Your assignment
Please retype the data in full, exactly as given.

□ □ □ □

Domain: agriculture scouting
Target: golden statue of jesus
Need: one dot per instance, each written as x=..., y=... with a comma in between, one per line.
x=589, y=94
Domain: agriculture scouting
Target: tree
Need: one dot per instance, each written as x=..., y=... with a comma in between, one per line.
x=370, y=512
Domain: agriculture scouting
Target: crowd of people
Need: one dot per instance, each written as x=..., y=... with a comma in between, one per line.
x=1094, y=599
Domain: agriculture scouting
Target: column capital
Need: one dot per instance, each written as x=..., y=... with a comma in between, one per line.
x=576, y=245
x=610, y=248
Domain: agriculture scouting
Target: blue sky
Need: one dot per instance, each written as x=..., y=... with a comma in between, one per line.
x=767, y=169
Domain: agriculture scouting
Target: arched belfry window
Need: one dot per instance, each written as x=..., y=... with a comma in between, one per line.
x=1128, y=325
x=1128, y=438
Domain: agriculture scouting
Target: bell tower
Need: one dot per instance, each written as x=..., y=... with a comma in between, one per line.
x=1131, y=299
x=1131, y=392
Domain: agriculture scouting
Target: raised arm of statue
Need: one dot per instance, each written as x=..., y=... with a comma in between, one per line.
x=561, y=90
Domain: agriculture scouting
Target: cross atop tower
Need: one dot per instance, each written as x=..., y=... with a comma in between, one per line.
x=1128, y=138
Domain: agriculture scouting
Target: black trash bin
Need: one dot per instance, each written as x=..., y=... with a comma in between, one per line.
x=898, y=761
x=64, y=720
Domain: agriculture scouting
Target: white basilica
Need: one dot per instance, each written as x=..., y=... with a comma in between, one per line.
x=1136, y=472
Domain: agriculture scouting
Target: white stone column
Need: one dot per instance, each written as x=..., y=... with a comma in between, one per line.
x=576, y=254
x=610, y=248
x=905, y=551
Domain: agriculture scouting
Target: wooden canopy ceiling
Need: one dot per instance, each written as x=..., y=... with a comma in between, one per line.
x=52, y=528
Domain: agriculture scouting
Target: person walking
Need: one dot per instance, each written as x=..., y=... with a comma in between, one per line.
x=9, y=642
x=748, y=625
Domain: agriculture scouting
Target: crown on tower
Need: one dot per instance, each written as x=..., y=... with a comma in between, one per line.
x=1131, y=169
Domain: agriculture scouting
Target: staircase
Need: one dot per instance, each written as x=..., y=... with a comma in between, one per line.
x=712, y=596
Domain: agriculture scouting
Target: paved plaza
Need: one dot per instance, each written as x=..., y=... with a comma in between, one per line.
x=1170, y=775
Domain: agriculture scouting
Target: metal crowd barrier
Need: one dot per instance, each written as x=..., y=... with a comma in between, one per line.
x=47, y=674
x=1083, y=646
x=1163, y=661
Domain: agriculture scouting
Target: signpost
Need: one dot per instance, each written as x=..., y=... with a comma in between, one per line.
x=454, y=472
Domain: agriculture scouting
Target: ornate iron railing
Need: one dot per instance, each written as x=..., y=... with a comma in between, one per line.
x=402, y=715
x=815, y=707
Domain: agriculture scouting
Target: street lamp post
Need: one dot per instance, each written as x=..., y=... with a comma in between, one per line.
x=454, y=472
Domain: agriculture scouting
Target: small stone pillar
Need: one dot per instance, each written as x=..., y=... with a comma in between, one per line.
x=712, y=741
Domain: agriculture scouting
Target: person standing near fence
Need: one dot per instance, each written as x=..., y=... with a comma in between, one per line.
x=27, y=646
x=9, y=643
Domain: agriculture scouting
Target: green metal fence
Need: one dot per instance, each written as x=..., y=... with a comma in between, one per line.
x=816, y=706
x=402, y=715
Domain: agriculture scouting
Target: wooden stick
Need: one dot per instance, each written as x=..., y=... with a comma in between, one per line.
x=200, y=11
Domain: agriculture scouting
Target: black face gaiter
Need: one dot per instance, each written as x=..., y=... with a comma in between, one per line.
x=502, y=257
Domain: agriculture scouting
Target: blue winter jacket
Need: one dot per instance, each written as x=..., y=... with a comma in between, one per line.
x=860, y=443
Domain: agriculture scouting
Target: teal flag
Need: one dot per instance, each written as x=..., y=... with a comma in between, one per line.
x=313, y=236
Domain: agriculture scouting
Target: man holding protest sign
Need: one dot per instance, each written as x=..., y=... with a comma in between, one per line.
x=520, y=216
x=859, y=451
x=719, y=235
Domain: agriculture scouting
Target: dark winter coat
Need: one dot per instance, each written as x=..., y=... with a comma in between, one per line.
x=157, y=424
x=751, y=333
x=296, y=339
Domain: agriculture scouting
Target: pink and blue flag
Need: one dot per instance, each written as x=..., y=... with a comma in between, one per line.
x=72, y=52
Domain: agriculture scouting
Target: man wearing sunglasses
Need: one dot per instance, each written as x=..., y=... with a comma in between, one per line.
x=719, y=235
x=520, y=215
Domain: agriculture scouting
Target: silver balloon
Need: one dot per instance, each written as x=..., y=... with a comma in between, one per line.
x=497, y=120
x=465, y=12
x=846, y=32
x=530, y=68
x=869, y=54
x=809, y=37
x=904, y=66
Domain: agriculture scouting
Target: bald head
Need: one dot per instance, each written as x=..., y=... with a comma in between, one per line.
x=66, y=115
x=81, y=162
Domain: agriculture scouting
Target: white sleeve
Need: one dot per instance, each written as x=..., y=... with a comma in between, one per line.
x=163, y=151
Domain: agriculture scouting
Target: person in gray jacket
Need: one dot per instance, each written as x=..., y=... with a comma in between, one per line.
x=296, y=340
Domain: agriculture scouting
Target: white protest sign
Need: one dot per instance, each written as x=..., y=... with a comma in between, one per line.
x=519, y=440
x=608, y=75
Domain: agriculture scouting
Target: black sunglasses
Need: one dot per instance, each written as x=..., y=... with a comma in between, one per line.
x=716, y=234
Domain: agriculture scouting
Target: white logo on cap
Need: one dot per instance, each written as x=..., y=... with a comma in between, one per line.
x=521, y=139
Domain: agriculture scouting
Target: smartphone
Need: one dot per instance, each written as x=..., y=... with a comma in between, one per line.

□ □ □ □

Result for this exercise
Domain: agriculture scouting
Target: golden statue of jesus
Need: one dot per instance, each written as x=..., y=... with a comma in between, one per line.
x=589, y=94
Domain: agriculture scouting
Target: tree
Need: one dot per instance, each written as x=..., y=... with a comma in between, one per line.
x=370, y=512
Domain: agriculture scouting
Target: crowd of people
Need: one dot per instance, each written as x=..., y=... with a comma in between, one per line.
x=1094, y=599
Domain: agriculture scouting
Target: column capital
Need: one dot per instance, each written as x=..., y=... with a comma in between, one per line.
x=576, y=245
x=610, y=248
Domain: agriculture scouting
Target: blue sky
Need: one dot per instance, each written as x=..., y=... with a comma in between, one per line.
x=767, y=169
Domain: agriculture scouting
Target: arched belfry window
Need: one dot per instance, each written as x=..., y=... with a comma in between, one per line.
x=1128, y=325
x=1128, y=438
Domain: agriculture scouting
Target: bell tower
Need: one dot per instance, each written as x=..., y=... with a comma in between, one per line.
x=1131, y=299
x=1131, y=392
Domain: agriculture scouting
Target: raised arm of statue
Need: one dot per instance, each written as x=..., y=... with a comma in between, one per line.
x=561, y=90
Domain: agriculture scouting
Target: cross atop tower
Need: one dot per instance, each written as x=..., y=... with a comma in between, one per line.
x=1128, y=138
Domain: agriculture scouting
Target: black trash bin
Need: one dot per instance, each written as x=..., y=... with a comma in between, one per line.
x=898, y=761
x=64, y=720
Domain: agriculture scouting
Target: white basilica
Need: one dot per instance, each written as x=..., y=... with a comma in between, one per line.
x=1136, y=472
Domain: agriculture scouting
Target: white stone column
Need: one dot per instance, each written as x=..., y=... with a comma in between, one per line.
x=576, y=254
x=610, y=248
x=905, y=551
Domain: agriculture scouting
Target: wooden canopy ceiling
Need: one dot per instance, each written as x=..., y=... with a comma in between, one per line.
x=52, y=528
Domain: agriculture scouting
Target: person walking
Need: one dot per instance, each written as x=..., y=... with a comma in between, one per line.
x=9, y=642
x=748, y=625
Domain: agriculture scouting
Target: crown on tower
Need: one dot per instance, each written as x=..., y=... with a comma in between, one per line.
x=1131, y=169
Domain: agriculture scouting
Target: staircase
Need: one dot per instance, each written as x=..., y=... with a comma in between, one per line.
x=712, y=596
Domain: agriculture scouting
Target: paved plaza
Need: one dot per instance, each written as x=..., y=... with a comma in between, one per line.
x=1170, y=775
Domain: agriculture scouting
Target: metal crowd barrier
Need: one dot per instance, each written as x=..., y=... with a comma in between, one per line.
x=47, y=674
x=1083, y=646
x=1163, y=661
Domain: agriculture scouting
Target: signpost
Need: one dot per instance, each written as x=..., y=... with a comma in between, one per line.
x=454, y=472
Domain: agriculture scouting
Target: ornate iron railing
Need: one dot per instance, each written as x=..., y=... with a comma in between, one per line.
x=402, y=715
x=815, y=707
Domain: agriculture scouting
Target: street lamp post
Need: one dot per instance, each written as x=..., y=... with a comma in between, one per line.
x=454, y=472
Domain: agriculture scouting
Target: small stone pillar
Need: one dot per instance, each written as x=..., y=... with a comma in between, one per line.
x=712, y=741
Domain: agriculture scouting
Target: person standing near fence
Need: one dot per instance, each written as x=..., y=... with a comma in between, one per line.
x=27, y=646
x=9, y=643
Domain: agriculture scouting
Target: green metal fence
Need: one dot per instance, each written as x=..., y=... with a comma in between, one per line.
x=816, y=706
x=402, y=715
Domain: agriculture scouting
Target: wooden stick
Need: one dot per instance, each written as x=..., y=... with a comma in between, one per line.
x=200, y=11
Domain: agriculture scouting
Target: black face gaiter
Need: one dot per instance, each written as x=..., y=... with a comma in between, one per line.
x=502, y=257
Domain: agriculture scouting
Target: blue winter jacket
Need: one dot per instance, each written as x=..., y=... with a comma in between, one per line.
x=860, y=443
Domain: agriculture scouting
Target: teal flag
Need: one dot per instance, each written as x=..., y=... with a comma in between, one per line.
x=313, y=236
Domain: agriculture scouting
Target: man holding protest sign
Need: one dot per instance, each written as x=..., y=... with a comma in between, one per line.
x=520, y=216
x=859, y=451
x=719, y=235
Domain: agriculture scouting
Target: dark winter coat
Need: one dot per instance, each written as x=..., y=... with a comma in between, one per line.
x=157, y=424
x=751, y=333
x=296, y=339
Domain: agriculture scouting
Target: pink and blue flag
Need: one dot per instance, each written as x=..., y=... with a comma in between, one per line.
x=72, y=52
Domain: agriculture scouting
Target: man wearing sunglasses
Need: one dot per instance, each written as x=..., y=... with a comma in between, one per line.
x=719, y=235
x=520, y=215
Domain: agriculture scouting
Target: silver balloon
Need: one dot per instance, each written as x=..., y=... with a comma in between, one per line.
x=497, y=120
x=465, y=12
x=846, y=32
x=530, y=68
x=869, y=54
x=809, y=37
x=904, y=66
Domain: agriculture scouting
Target: bald head
Need: one dot per instance, each written as x=..., y=... with a comma in between, one per line.
x=66, y=115
x=81, y=162
Domain: agriculture scouting
Target: white sleeve
Need: one dot per instance, each written as x=..., y=... with a comma in between, one per line.
x=163, y=151
Domain: agriculture scouting
Target: person in gray jacket
Need: one dot per instance, each written as x=..., y=... with a comma in between, one per line.
x=296, y=340
Domain: agriculture scouting
Target: white protest sign
Need: one dot per instance, each written as x=..., y=... with a comma in between, one per line.
x=519, y=440
x=608, y=75
Domain: agriculture scouting
Target: black sunglasses
Need: one dot per instance, each written as x=..., y=... with a comma in between, one per line.
x=716, y=234
Domain: agriculture scouting
Target: white logo on cap
Need: one dot per instance, each written as x=..., y=... with a comma in between, one per line.
x=521, y=139
Domain: agriculture scouting
Target: smartphone
Need: one dot per instance, each written as x=..., y=... with a comma in between, one per line.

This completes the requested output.